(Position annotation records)
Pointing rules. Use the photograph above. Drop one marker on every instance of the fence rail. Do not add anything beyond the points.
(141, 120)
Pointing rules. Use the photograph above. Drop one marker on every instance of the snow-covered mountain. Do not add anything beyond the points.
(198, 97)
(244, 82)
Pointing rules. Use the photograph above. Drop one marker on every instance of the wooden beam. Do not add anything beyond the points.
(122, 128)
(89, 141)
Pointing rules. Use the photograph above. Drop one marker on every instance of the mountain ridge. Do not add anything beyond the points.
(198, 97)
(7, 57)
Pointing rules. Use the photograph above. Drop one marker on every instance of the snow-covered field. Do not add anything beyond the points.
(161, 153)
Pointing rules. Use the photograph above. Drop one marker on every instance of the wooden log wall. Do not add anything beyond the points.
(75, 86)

#### [TASK REQUIREMENTS]
Present every line of the material above as a numbered list, leaving out any blank lines.

#### [REPLY]
1. Pointing rules. Use the photograph above. Drop one marker on every instance of the fence rail. Do not add anything beyond the points.
2. (141, 120)
3. Pointing rules. Use the photograph above. Drop one marker on every instance of the snow-covered mountain. Do not add anything beyond the points.
4. (198, 97)
5. (244, 82)
6. Pointing rules. Use the photograph above. Drop one marker on every instance of the wooden beam. Do not add anything beyond the points.
7. (122, 128)
8. (89, 141)
9. Pointing rules. Use the photograph above. Drop one marker on every instance of the mountain ridge. Do not add anything beyond the points.
10. (198, 97)
11. (7, 57)
12. Pointing rules. Use the photograph above. Drop one marker on every instance of the snow-covered field. Do not add anything beyond the points.
13. (161, 153)
14. Pointing rules. Use the photograph above. Drop one marker on every instance of the wooden log wall. Do not add anything beyond the points.
15. (75, 86)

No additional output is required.